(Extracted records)

==========

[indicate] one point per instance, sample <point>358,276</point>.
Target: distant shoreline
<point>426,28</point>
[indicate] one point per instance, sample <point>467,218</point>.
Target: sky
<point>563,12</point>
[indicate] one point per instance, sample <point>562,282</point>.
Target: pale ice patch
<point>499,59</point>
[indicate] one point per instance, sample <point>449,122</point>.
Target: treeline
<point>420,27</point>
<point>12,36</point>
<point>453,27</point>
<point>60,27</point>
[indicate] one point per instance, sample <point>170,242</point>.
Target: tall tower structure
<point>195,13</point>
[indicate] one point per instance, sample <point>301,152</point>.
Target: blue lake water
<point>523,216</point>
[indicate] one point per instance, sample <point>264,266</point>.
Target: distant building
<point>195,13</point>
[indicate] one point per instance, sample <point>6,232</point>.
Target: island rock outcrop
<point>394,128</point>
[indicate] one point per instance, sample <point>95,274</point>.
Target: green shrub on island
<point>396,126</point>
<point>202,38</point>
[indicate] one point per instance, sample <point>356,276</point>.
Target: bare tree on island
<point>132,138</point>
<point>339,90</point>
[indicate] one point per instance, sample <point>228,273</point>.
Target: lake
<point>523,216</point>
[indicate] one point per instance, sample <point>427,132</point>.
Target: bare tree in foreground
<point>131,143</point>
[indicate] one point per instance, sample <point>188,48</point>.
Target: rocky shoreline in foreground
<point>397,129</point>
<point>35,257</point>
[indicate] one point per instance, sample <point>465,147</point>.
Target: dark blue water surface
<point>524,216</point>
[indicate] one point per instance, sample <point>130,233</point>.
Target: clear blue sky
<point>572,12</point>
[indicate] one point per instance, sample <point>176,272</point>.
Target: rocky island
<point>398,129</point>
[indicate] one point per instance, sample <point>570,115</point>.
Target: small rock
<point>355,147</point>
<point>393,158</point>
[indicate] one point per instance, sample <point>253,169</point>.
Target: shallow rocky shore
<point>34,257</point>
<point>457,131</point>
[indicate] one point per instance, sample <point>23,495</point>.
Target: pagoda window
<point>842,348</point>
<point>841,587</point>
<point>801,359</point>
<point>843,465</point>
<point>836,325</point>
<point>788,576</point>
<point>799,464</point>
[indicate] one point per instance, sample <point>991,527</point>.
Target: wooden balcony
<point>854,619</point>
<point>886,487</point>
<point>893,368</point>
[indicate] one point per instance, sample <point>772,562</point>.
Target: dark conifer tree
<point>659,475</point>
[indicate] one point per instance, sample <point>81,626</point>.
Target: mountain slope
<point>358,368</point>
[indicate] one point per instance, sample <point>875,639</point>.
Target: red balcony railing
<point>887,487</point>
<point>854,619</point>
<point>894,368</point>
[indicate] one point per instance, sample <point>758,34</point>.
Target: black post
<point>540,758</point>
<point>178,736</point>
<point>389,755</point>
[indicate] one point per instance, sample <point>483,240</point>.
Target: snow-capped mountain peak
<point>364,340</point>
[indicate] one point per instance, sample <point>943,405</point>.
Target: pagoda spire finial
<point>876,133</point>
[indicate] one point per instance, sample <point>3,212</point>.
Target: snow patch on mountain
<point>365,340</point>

==========

Exercise requirements:
Once you find the line with "instance, sample <point>130,233</point>." in the entries above, output it and each line after it up to and including the line with "instance, sample <point>570,115</point>.", and nothing else.

Result of this task:
[indicate] one point per instance, sample <point>130,233</point>.
Target: clear blue sky
<point>572,12</point>
[indicate] one point per instance, sample <point>176,272</point>.
Target: rocky island
<point>398,129</point>
[indicate] one point per instance, sample <point>570,115</point>.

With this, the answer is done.